§ **Goal**: Change "Record the position" to "Mark the location" wherever it appears in the entries below. Leave everything else as it is.

>> start Rows

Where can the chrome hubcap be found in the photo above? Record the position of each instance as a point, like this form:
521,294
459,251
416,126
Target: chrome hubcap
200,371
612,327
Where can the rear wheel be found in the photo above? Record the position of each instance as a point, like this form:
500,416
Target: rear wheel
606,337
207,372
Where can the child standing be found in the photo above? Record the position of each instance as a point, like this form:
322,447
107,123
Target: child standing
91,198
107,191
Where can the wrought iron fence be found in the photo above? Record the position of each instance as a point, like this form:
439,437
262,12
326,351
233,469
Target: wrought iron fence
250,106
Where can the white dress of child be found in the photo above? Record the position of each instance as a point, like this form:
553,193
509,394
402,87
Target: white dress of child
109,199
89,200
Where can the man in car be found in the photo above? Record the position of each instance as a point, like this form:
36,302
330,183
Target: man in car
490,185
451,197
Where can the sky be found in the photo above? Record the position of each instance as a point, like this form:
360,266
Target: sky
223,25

>> end Rows

§ **Written reply**:
Where can the chrome hubcap be found in the photo above? Mark the location of each instance as a point, like this form:
521,294
459,251
416,126
Target: chrome hubcap
200,371
612,327
Where can the rear wheel be found in the photo above? Mark the location of each instance as a point, like this form:
500,416
Target: rear wheel
606,337
207,372
Where can the child standing be found in the photo above? Mark the location of each instance as a point, like this form:
322,447
107,123
Target: child standing
91,198
107,191
Where can the wrought iron fence be found in the photo above? Mark the location of each instance as a point, like this form:
439,437
262,12
326,351
233,469
Target: wrought iron fence
250,106
Where can the white dress of child be found in the photo above? Mark the location of each instance as a point, like this form:
553,193
509,394
402,87
Target: white dress of child
109,199
89,200
Where can the man in car be found in the photo above? Mark the location of each instance as a point, like this form:
36,302
330,183
Target: man in car
490,185
451,197
Where can the sky be found in the photo above? Mark the location of each instance as a point, like this form:
360,266
Target: sky
223,25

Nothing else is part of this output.